Segmentation dataset lines:
--- START ---
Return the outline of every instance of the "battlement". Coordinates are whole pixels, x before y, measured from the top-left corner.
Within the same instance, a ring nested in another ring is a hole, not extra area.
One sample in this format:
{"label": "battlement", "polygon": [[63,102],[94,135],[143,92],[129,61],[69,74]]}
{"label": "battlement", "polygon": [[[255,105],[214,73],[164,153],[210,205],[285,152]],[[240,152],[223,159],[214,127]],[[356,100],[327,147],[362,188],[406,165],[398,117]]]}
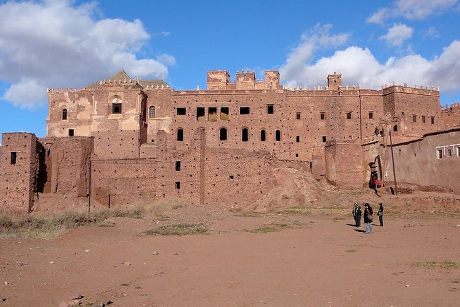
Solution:
{"label": "battlement", "polygon": [[227,70],[219,70],[208,71],[207,87],[208,90],[245,90],[245,89],[282,89],[280,85],[280,76],[277,70],[265,72],[265,79],[256,78],[256,72],[241,70],[236,74],[235,83],[230,82],[230,74]]}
--- END ---
Update all of the lines above, changing "top-left corner" to "upper-left corner" wherever it occurs and leaving everything else unchanged. Omit the pictures from your answer.

Full solution -
Return the outline of every instance of the "battlement". Coordinates are whole pixels, x before y, measured from the upper-left corner.
Within the same instance, a ring nested in another ring is a hole, not extra area.
One sample in this format:
{"label": "battlement", "polygon": [[63,102],[94,135],[143,92],[129,61],[69,74]]}
{"label": "battlement", "polygon": [[[255,105],[214,73],[164,153],[210,205],[285,152]],[[240,152],[223,159],[214,127]],[[356,100],[327,147],[362,188],[406,165],[398,117]]]}
Solution:
{"label": "battlement", "polygon": [[227,70],[219,70],[208,71],[207,87],[208,90],[245,90],[245,89],[282,89],[280,85],[280,76],[277,70],[265,72],[265,79],[256,78],[256,72],[241,70],[236,74],[235,83],[230,82],[230,74]]}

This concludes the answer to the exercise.